In one case, a farmer by the name of Tukirin, along with a number of others farmers, was recruited back in 1994 by his local government to take part in a seed-breeding project with a local Indonesian seed company called PT BISI.
Tukirin was told only that he would be taught how to breed seeds. PT BISI company provided male seeds (their male flowers are used in breeding) that were planted alongside seeds that Tukirin bought from his regular supplier. No formal legal agreement was signed but the understanding was that the company would buy back the resulting new seeds for marketing under its own label.
The project lasted about four years. Corn farmers in Indonesia make little if any profit and spend a lot on seed. So Tukirin decided to use his new knowledge to breed seeds on his own. Again he bought seeds from a shop and using improvised methods produced enough new seeds that he could sell some to neighbours for less than the going rate. The seeds were not the same quality as the ones from PT BISI, but they were adequate.
Shortly afterwards Tukirin found himself in court on a number of charges brought by PT BISI, who had secured the cooperation of police and the agriculture department to obtain the evidence against Tukirin. Essentially PT BISI’s case revolved around seed certification and who has the right to certificate.

→ **Task set**:
A: State whether each statement agrees with the passage on the seed-breeding case. Answer yes or no for each, and quote the deciding words of the text.
(i) Tukirin and PT BISI signed a formal legal agreement for the project.
(ii) The project lasted about four years.
(iii) Tukirin sold his own seeds to neighbors for more than the going rate.
B: Transcribe the seed-breeding case passage word for word, from "In one case, a" to "its own label.".

→ **Data supplied**:

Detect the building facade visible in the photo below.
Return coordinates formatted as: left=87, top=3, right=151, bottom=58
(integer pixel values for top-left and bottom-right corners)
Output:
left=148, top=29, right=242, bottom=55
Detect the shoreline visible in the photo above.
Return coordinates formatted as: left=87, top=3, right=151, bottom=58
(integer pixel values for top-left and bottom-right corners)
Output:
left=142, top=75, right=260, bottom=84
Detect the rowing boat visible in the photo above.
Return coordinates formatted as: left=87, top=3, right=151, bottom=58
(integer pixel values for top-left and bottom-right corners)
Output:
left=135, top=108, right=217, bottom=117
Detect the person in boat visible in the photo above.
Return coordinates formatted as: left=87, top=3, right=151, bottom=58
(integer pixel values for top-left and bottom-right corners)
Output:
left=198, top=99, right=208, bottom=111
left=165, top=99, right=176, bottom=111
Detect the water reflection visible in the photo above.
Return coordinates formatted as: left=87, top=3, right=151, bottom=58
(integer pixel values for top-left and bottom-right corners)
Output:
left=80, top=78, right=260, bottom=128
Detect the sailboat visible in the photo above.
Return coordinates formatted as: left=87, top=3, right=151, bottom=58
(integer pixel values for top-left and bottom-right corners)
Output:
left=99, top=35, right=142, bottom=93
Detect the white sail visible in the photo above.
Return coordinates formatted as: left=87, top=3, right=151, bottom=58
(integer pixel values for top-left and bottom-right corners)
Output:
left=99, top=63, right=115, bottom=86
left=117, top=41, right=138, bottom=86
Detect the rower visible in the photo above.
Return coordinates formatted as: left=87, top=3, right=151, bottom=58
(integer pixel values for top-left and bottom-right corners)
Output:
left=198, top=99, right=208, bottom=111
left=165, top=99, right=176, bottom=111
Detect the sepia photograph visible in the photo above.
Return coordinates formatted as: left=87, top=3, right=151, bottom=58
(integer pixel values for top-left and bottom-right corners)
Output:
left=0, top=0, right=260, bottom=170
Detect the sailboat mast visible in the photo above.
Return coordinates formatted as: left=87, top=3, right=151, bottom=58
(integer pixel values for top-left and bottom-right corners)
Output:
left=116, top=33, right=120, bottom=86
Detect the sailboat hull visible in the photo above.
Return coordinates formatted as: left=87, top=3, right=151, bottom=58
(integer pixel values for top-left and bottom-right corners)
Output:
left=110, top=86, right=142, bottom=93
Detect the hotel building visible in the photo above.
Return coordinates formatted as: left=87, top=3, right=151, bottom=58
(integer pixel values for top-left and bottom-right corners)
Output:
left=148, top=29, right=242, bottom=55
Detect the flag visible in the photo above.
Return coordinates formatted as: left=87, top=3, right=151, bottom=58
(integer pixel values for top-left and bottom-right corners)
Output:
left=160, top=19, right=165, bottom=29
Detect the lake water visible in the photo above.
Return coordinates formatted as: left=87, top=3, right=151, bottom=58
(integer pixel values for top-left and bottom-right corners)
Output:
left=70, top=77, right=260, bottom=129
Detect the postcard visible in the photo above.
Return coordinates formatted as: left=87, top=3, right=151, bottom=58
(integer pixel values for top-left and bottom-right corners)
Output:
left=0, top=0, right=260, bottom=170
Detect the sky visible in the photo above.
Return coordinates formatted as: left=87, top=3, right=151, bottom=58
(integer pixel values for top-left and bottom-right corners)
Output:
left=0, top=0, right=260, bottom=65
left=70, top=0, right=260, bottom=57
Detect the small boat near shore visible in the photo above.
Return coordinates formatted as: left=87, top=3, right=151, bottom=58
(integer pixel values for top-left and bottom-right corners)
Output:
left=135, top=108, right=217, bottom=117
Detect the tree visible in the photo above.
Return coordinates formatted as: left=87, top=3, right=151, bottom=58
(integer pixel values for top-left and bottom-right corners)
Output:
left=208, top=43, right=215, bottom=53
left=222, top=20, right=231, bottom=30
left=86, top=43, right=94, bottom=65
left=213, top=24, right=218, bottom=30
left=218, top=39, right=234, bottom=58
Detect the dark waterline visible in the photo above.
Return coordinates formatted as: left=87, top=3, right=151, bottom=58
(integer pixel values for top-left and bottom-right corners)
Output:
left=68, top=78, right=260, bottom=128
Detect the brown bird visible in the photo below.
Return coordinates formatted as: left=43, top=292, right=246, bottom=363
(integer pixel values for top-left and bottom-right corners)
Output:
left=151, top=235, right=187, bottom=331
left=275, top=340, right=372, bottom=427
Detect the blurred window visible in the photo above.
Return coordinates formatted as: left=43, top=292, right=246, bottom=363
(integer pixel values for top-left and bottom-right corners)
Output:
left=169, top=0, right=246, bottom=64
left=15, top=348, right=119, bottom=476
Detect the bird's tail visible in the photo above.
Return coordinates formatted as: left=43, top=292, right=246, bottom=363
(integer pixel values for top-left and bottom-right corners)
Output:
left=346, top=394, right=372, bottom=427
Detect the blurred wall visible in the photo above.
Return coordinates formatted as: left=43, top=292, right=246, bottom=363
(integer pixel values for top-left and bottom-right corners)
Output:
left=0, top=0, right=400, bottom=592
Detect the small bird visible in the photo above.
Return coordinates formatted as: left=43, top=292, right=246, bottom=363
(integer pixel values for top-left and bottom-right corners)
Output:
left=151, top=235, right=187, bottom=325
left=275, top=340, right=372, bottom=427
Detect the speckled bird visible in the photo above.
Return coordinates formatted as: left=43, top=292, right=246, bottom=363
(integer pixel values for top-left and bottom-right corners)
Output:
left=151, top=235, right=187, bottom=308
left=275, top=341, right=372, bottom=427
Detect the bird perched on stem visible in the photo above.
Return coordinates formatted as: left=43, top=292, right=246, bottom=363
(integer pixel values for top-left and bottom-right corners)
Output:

→ **The solutions**:
A:
(i) No: "No formal legal agreement was signed"
(ii) Yes: "The project lasted about four years."
(iii) No: "sell some to neighbours for less than the going rate"

B:
In one case, a farmer by the name of Tukirin, along with a number of others farmers, was recruited back in 1994 by his local government to take part in a seed-breeding project with a local Indonesian seed company called PT BISI.
Tukirin was told only that he would be taught how to breed seeds. PT BISI company provided male seeds (their male flowers are used in breeding) that were planted alongside seeds that Tukirin bought from his regular supplier. No formal legal agreement was signed but the understanding was that the company would buy back the resulting new seeds for marketing under its own label.